Every record below should be transcribed exactly. Omit the images.

• Information given:
■ ■ ■

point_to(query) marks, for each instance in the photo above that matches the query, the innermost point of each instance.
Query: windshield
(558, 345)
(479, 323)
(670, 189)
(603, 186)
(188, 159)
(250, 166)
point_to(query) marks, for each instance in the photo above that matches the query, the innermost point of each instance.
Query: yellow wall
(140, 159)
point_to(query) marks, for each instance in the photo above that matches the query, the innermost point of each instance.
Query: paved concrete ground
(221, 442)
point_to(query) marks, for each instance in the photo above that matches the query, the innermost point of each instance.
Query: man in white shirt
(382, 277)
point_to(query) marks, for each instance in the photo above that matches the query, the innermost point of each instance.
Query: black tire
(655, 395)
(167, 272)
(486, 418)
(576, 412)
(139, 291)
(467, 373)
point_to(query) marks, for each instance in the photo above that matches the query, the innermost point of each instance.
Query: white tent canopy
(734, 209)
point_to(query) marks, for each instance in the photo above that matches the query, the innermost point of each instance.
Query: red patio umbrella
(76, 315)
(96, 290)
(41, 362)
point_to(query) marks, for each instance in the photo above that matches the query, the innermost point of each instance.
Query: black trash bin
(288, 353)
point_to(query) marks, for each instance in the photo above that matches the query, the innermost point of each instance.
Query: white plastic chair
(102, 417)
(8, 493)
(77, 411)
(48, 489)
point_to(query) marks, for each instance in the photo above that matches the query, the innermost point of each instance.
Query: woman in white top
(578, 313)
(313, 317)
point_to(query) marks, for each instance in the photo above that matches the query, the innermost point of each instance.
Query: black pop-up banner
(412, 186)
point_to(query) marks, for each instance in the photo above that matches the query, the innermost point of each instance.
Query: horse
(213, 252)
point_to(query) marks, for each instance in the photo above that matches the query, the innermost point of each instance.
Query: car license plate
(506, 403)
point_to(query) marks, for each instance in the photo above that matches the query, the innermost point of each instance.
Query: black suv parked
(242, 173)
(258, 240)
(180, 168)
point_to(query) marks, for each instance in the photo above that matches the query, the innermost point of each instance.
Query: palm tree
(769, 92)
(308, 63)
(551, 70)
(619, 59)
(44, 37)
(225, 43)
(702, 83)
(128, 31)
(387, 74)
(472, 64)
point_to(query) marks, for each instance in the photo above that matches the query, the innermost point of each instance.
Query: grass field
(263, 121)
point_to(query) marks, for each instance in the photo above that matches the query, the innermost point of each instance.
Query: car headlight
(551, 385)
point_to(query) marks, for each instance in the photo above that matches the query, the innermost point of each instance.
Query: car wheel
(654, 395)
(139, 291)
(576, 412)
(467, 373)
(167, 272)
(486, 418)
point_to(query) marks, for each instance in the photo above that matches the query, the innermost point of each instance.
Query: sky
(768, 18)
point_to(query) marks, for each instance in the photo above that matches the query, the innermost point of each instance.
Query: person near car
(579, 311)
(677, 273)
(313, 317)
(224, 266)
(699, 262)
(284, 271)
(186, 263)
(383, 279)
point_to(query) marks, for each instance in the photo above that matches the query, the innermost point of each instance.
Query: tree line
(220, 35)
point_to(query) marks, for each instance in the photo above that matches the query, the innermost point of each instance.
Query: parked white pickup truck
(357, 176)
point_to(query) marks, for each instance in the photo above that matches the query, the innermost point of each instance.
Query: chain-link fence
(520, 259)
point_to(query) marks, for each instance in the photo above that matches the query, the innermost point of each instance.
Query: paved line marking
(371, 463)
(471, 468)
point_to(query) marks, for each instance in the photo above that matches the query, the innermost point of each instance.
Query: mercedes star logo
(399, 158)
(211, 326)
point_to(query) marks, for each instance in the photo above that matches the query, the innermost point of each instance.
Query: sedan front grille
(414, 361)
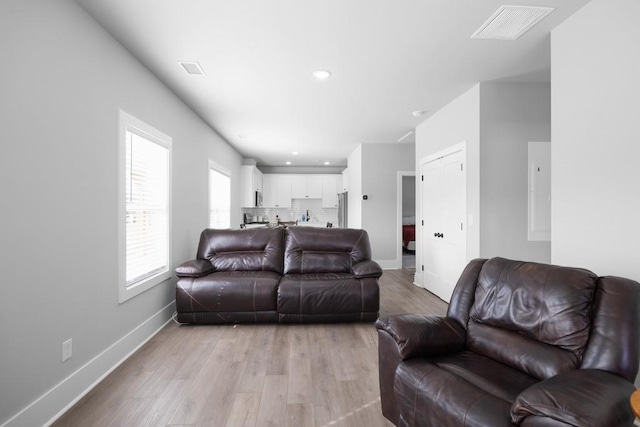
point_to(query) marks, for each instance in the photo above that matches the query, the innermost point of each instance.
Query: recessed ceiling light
(192, 68)
(321, 74)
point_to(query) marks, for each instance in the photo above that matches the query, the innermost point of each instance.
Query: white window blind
(145, 200)
(147, 181)
(219, 198)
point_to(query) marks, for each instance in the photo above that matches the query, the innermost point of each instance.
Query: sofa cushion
(228, 291)
(531, 308)
(318, 294)
(324, 250)
(428, 395)
(255, 249)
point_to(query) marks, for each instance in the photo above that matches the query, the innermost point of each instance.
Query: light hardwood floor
(254, 375)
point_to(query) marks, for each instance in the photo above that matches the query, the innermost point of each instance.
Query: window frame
(223, 171)
(129, 123)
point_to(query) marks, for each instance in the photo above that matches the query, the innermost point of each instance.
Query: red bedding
(408, 234)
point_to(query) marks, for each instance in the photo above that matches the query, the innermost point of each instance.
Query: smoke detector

■ ■ ■

• Result for this task:
point_to(query) marks, for each instance in the photo above that matches the query, the innermost point of each instance.
Query: windshield
(558, 345)
(479, 323)
(670, 189)
(603, 186)
(188, 159)
(250, 166)
point_to(query) marks, for each instance in the photo above that matches the query, the innermost point of each instance.
Query: yellow wall
(140, 159)
point_to(query) marks, for each instance in the photo above that matches the query, the innermost point of each instance.
Query: paved concrete ground
(221, 442)
point_to(query) marks, for each instance in the photo above that matches the query, the innermost point of each instance.
Query: man in white shirt
(382, 277)
point_to(query) marks, for each instance in the photo above that matches the query, the innermost point of each instance.
Query: black tire
(655, 395)
(167, 272)
(486, 418)
(576, 412)
(139, 291)
(467, 373)
point_to(query) marks, for each instance in the photo above that matches the query, the innermost point of each instance.
Query: white tent canopy
(734, 209)
point_to(query) marks, for each instance in the photo above that matches the query, the innermost point of each instance.
Query: red patio umbrella
(76, 315)
(96, 290)
(41, 362)
point_to(query) marks, for each instance in the photo above that matches the query, the innermost point of each instance.
Query: black trash bin
(288, 353)
point_to(query) marks, for each instance in the photo above that matches the query, the innermost point of each instance.
Query: white plastic chair
(102, 417)
(8, 493)
(77, 411)
(48, 489)
point_to(query) marks, for each instance in the photo above that matches the query, the innermost point of each instance.
Query: woman in white top
(578, 313)
(313, 317)
point_to(query) marks, for each instance in the photo above that matches the query, the innermost point of each instance.
Query: black pop-up banner
(412, 186)
point_to(query) marks, for each instance in the photo above that matches the query, the innermost point of each instance.
Query: horse
(213, 252)
point_to(query) marks, for each instance in the photo above that matches the query, the innermost point of each instance.
Query: car license plate
(506, 403)
point_to(query) marks, for each instance in the photo above that matches the query, the innermost point of each instance.
Query: black suv parked
(242, 173)
(258, 240)
(180, 168)
point_to(query) marks, for each instance in the photo above that matches the query, the innermost point of each instance.
Query: palm tree
(769, 92)
(308, 63)
(551, 70)
(619, 59)
(44, 37)
(225, 43)
(702, 83)
(128, 31)
(387, 74)
(472, 64)
point_to(query) marks, for each instance in the photo above that matches the query, the innermost point of each instance.
Query: grass field
(263, 121)
point_to(query) marks, for each instance in the photo above that matches the query, the innermost point of each instance.
Query: car headlight
(551, 385)
point_to(query) marks, for each instance in the photo above that matches the query, the innermost point of each instance.
Query: car wheel
(654, 395)
(139, 291)
(576, 412)
(467, 373)
(167, 272)
(486, 418)
point_to(query) marks, for each instance in the photo above that matches the query, the innermost point of each instance.
Query: sky
(768, 18)
point_to(query) marks, for each instance in the photo above that matches the query, the innermost point of each instance.
Query: person near car
(579, 311)
(677, 273)
(313, 317)
(224, 266)
(699, 262)
(284, 271)
(186, 263)
(383, 279)
point_to(query) marks, for each instance in the photo above that matches the query, the innermost point of each instance.
Query: tree line
(220, 35)
point_to(query) marks, for each instance in the photo above that matches the query, the innermost point of each instance.
Query: parked white pickup truck
(357, 176)
point_to(query) marks, for each instance in the photo above that matches the query, the innermost point of each instance.
Query: chain-link fence
(520, 259)
point_to(query) marks, for each instance in the photo above that matches the query, the innermost point of each instance.
Query: paved line marking
(371, 463)
(471, 468)
point_to(query) marks, for each instance in the photo above that matches the query, the innermost point of each instance.
Query: mercedes star logo
(399, 158)
(211, 326)
point_to(query) marks, for each instance in the photo above that matches the query, the innermost point of each instance.
Query: sedan front grille
(414, 361)
point_to(query) marks, for each instance in the photo above that matches the query, the innermost point of each instance.
Query: recessed ceiling light
(192, 68)
(321, 74)
point_to(query) marks, for each instance in the photo above that matches the query, the innermost point of each instance.
Query: white window blind
(145, 200)
(147, 181)
(219, 198)
point_to(query) marks, for each instance in the photo above that matches the query, the innermost point of each instance.
Query: sofa cushion
(228, 291)
(531, 308)
(318, 294)
(324, 250)
(428, 395)
(255, 249)
point_to(query) marks, for each instance in the photo above that matches the query, the innermost point of each instance.
Query: light hardwood floor
(254, 375)
point_to(query) marks, for each instance in the photo above that matches the query, the innermost point of each instance.
Query: window frame
(223, 171)
(129, 123)
point_to(query) marks, for each instance in the photo above that matches the query, the innermost point of each instance.
Query: red bedding
(408, 234)
point_to(query) marks, for each instance in the photo above that matches the query, the innermost point of each instance.
Query: smoke detector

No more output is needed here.